*What this task involves*.
With the pictures left out, repeat every entry that follows exactly.
(Dataset entries)
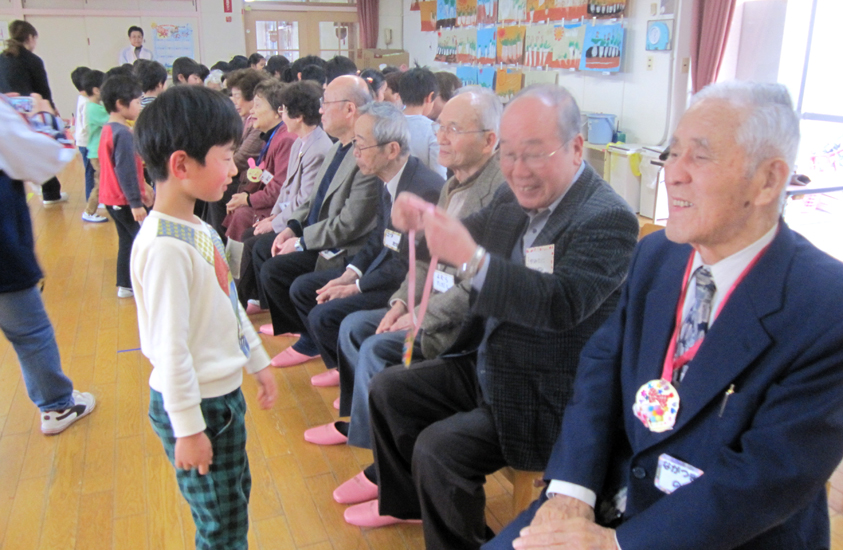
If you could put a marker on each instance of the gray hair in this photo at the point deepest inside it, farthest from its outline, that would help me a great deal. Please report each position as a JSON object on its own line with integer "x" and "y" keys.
{"x": 390, "y": 124}
{"x": 771, "y": 126}
{"x": 487, "y": 107}
{"x": 567, "y": 111}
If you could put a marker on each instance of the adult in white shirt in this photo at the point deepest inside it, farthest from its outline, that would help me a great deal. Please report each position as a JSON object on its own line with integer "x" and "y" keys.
{"x": 135, "y": 50}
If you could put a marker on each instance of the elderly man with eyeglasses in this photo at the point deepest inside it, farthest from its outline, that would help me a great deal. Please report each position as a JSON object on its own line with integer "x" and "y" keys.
{"x": 545, "y": 260}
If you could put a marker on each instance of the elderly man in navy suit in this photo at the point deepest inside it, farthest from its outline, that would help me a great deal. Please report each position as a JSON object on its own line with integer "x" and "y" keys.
{"x": 708, "y": 411}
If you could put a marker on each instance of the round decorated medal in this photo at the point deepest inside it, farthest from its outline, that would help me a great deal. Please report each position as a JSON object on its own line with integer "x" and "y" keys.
{"x": 656, "y": 405}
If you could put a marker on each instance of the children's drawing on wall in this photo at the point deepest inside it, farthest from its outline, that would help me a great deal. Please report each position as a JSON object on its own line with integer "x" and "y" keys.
{"x": 466, "y": 13}
{"x": 557, "y": 10}
{"x": 508, "y": 82}
{"x": 567, "y": 46}
{"x": 486, "y": 46}
{"x": 468, "y": 75}
{"x": 538, "y": 45}
{"x": 446, "y": 14}
{"x": 427, "y": 10}
{"x": 511, "y": 45}
{"x": 602, "y": 48}
{"x": 487, "y": 12}
{"x": 512, "y": 11}
{"x": 606, "y": 8}
{"x": 466, "y": 46}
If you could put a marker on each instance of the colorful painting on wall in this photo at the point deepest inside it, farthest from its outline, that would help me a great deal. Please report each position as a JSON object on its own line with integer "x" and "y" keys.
{"x": 466, "y": 13}
{"x": 486, "y": 46}
{"x": 487, "y": 12}
{"x": 427, "y": 10}
{"x": 511, "y": 45}
{"x": 602, "y": 48}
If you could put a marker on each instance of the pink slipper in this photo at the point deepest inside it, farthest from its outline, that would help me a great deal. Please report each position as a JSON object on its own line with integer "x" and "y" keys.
{"x": 327, "y": 379}
{"x": 290, "y": 358}
{"x": 366, "y": 515}
{"x": 356, "y": 489}
{"x": 327, "y": 434}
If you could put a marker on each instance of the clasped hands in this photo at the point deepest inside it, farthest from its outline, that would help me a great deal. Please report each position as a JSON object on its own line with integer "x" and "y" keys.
{"x": 564, "y": 522}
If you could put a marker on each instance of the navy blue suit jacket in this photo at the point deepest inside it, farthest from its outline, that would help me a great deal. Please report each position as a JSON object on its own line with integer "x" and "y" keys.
{"x": 779, "y": 340}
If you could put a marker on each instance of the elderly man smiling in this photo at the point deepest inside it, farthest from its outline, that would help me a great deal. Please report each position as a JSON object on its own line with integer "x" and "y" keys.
{"x": 708, "y": 410}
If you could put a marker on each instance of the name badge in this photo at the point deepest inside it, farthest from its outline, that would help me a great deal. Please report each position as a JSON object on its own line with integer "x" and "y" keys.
{"x": 673, "y": 474}
{"x": 540, "y": 258}
{"x": 392, "y": 239}
{"x": 442, "y": 282}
(End Dataset entries)
*Answer to the exercise*.
If you could put a marker on each instance of the gray hair in this photo at the point deepest inside it, farthest from its outline, that would help me a great deal. Please report each position as a JSON object on its own line with integer "x" and "y" keys.
{"x": 390, "y": 124}
{"x": 771, "y": 126}
{"x": 487, "y": 107}
{"x": 567, "y": 111}
If you could put a marker on each instance of the adult in white shirt in this photo at the point deepest inside it, farthest from its outline, that would help me a great deal. Please report each position as a JSON object on its own line with integer "x" and "y" keys.
{"x": 135, "y": 50}
If you could put a marker on each instance of the elderly man with eyeglasses in this photo at the point deepest inside it, farthest from its outline, that would help me a great deal. Please report each position as a JSON object on its own line with integer "x" and "y" keys.
{"x": 545, "y": 260}
If you could put a marker on each instance of the elderly man in navy suit in this photo at the point deepest inside it, farthest from its outline, that would help me a great deal. Please report each position as a JSON object on its own line with integer "x" and "y" keys.
{"x": 708, "y": 411}
If you could put a marker on each instance of the round decorated medal in this photo at the point deepest inside it, farthest from its outline, that would help me a great deal. Please report each position as a JSON object on its own line with integer "x" and "y" keys.
{"x": 656, "y": 405}
If you could put a marker on each instance of the children's drawing on wall in this photo at the point deepest inside it, farthest from its outline, that would help me a great deal. Please report each position as a JSON object on its own line with integer "x" and "y" keys.
{"x": 466, "y": 13}
{"x": 557, "y": 10}
{"x": 508, "y": 82}
{"x": 567, "y": 46}
{"x": 486, "y": 46}
{"x": 468, "y": 75}
{"x": 538, "y": 45}
{"x": 446, "y": 14}
{"x": 427, "y": 10}
{"x": 511, "y": 45}
{"x": 602, "y": 48}
{"x": 487, "y": 12}
{"x": 512, "y": 11}
{"x": 606, "y": 8}
{"x": 466, "y": 46}
If you could put a marker on each instance of the colorful painting on wall in this photo at the point deepest inside it, farthest from its outline, that would help me a great deal. Please report each position as a JSON object on its own line with integer "x" and "y" keys.
{"x": 466, "y": 13}
{"x": 486, "y": 46}
{"x": 487, "y": 12}
{"x": 427, "y": 10}
{"x": 511, "y": 45}
{"x": 602, "y": 48}
If you could put a marker on each instance of the pink slipper in this photo at the point deepest inside it, farthest from its outline, that would help me a great deal. Please report each position as a JSON object on its own line with integer "x" and "y" keys.
{"x": 327, "y": 379}
{"x": 290, "y": 358}
{"x": 366, "y": 515}
{"x": 356, "y": 489}
{"x": 327, "y": 434}
If you could put a marker on each instance of the clasped hands in this photo at the point deepest inside it, farthest from its outline, that would help me a great deal. Please report each position as a JSON object on its own line with integer "x" and "y" keys.
{"x": 564, "y": 522}
If you could put a marker on each instance of the navy blue suit jacket in this photo at the point deepest inside it, farthest from its outline, that would help me a great deal. Please report each position as a JSON object on its own line with integer "x" and "y" keys.
{"x": 779, "y": 340}
If you could put a marker on each instance of the elderly man smiling in this photo at the point deepest inside it, farthest from its outline, that would help me a great deal. Please report each position as a JSON object on its own line with integer "x" and "y" keys.
{"x": 708, "y": 410}
If you could put a marker on each instance of the name badge in this photo at the point deepest inside it, farthest from its outline, that would help me a great deal. Please report each position as a JSON object on its own line with integer "x" and "y" keys.
{"x": 673, "y": 474}
{"x": 540, "y": 258}
{"x": 392, "y": 239}
{"x": 442, "y": 282}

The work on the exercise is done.